◆ SOAL LATIHAN A
Laporkan setiap baris dalam daftar yang memuat kata "handle".

Keberhasilan Deportivo La Coruna bertahan di Primera tak bisa dipisahkan dari keputusan Lendoiro memecat Marc Antonio Boronat dari kursi kepelatihan. Sebagai pengganti, dia menunjuk sosok yang sudah tak asing lagi dengan Deportivo, Arsenio Iglesias, pada April 1992.
Iglesias pernah bermain untuk Deportivo pada dekade 1950-an. Setelah itu dia sempat menangani klub pada dekade 1970-an serta 1980-an. Kini, dia diberi kesempatan untuk melatih Deportivo yang tengah tertatih di Primera Division. Seakan telah tertulis di bintang-bintang, Iglesias sukses menyelamatkan Deportivo.
Pada playoff degradasi musim 1991/92 Deportivo La Coruna sukses memenangi pertarungan dua leg dengan Real Betis. Iglesias dipertahankan dan Lendoiro pun semakin bersemangat untuk merekrut nama-nama hebat ke dalam timnya. Secara resmi, Super Depor benar-benar lahir pada musim 1992/93.
Kelahiran Super Depor ini ditandai dengan kedatangan Bebeto dan Mauro Silva dari Brasil serta Ricardo Serna yang direkrut dari Barcelona. Berbekal pemain-pemain seperti itu, Deportivo menggebrak konstelasi persaingan La Liga untuk finis di posisi ketiga.
Pada musim tersebut, dua pemain Deportivo La Coruna sukses meraih penghargaan individual. Bebeto menyabet trofi Pichichi sebagai pencetak gol terbanyak, kemudian Liano diganjar trofi Ricardo Zamora sebagai penjaga gawang terbaik. Kesuksesan ini membuat momentum Deportivo La Coruna makin besar.
Musim panas 1993, pemain-pemain seperti Paco Jemez dan Donato didatangkan oleh Lendoiro. Amunisi pertahanan ini membuat Deportivo asuhan Iglesias jadi makin solid saja. Bayangkan, selama satu musim di liga, mereka cuma kebobolan 18 kali. Tangguhnya pertahanan ini membuat Deportivo berada di ambang juara liga.
Pada pekan pemungkas musim 1993/94, Deportivo unggul dua poin atas Barcelona. Deportivo menghadapi Valencia di Riazor, sementara Barcelona menjamu Sevilla di Camp Nou. Supaya tidak perlu bergantung pada hasil yang didapat Barcelona, Deportivo harus meraih kemenangan pada laga tersebut.
Di babak pertama, situasi tampak bakal memihak Deportivo karena mereka masih bermain imbang 0-0, sementara Barcelona tertinggal 1-2. Akan tetapi, yang terjadi kemudian sungguh di luar dugaan. Barcelona tiba-tiba saja mengamuk dengan mencetak empat gol sekaligus.

◆ DATA LATIHAN

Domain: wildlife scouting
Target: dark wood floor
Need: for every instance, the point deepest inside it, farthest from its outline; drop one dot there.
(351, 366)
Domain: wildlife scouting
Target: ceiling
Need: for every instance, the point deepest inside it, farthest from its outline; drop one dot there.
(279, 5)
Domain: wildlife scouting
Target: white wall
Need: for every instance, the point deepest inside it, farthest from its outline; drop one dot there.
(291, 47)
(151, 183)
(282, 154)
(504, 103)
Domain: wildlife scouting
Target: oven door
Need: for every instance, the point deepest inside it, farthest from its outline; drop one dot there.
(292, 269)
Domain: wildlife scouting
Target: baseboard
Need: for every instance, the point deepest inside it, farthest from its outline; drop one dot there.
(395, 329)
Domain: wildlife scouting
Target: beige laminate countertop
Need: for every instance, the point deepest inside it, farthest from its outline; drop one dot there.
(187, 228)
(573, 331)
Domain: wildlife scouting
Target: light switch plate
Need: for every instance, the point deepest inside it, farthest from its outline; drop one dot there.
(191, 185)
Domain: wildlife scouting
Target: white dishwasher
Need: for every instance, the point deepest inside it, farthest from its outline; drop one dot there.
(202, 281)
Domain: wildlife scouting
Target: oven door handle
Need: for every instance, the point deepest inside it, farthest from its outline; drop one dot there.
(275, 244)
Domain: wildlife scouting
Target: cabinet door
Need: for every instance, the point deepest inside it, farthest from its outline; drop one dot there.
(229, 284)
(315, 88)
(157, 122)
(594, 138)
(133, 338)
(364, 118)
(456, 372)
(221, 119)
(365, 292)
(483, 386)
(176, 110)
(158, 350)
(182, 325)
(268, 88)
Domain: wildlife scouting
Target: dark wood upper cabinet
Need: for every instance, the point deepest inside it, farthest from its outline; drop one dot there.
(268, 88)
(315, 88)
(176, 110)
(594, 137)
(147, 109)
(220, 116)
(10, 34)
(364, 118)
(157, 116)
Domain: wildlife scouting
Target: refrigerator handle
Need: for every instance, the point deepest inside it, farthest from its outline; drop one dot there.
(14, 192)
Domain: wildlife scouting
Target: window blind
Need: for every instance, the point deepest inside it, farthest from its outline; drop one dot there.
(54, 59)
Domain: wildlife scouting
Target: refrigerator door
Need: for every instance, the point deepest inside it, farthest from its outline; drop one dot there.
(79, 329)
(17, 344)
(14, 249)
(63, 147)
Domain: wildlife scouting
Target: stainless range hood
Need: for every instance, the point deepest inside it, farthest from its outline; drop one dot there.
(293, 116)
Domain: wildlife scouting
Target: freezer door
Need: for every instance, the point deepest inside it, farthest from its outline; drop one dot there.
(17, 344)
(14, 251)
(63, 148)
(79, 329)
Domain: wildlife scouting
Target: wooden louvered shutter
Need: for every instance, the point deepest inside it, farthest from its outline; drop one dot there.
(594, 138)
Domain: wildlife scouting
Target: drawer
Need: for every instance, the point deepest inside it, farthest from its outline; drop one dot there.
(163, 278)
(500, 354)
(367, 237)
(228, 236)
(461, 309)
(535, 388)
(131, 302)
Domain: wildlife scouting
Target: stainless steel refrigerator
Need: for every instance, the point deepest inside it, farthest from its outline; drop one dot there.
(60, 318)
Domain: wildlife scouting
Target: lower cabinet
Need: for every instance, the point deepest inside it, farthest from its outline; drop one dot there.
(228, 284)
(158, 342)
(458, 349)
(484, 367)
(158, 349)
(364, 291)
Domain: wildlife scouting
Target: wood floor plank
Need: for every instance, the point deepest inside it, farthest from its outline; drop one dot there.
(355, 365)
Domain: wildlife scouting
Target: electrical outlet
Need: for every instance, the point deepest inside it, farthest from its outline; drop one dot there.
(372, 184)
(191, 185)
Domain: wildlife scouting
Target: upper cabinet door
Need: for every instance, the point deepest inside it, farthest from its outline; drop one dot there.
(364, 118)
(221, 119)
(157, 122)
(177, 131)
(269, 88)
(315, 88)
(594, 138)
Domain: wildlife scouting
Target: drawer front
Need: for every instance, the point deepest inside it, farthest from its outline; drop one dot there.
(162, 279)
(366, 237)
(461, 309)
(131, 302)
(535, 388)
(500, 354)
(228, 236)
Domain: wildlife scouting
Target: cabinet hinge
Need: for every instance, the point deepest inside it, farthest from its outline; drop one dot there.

◆ SOAL LATIHAN B
Menurut artikel tentang Deportivo La Coruna, mengapa Deportivo harus menang melawan Valencia pada pekan terakhir musim 1993/94? Jawab dalam satu sampai tiga kalimat.

◆ JAWABAN BENAR A
Target: oven door handle
Target: refrigerator handle

◆ JAWABAN BENAR B
Deportivo harus menang agar tidak perlu bergantung pada hasil yang didapat Barcelona, yang pada pekan itu menjamu Sevilla di Camp Nou. Menjelang laga tersebut, Deportivo hanya unggul dua poin atas Barcelona.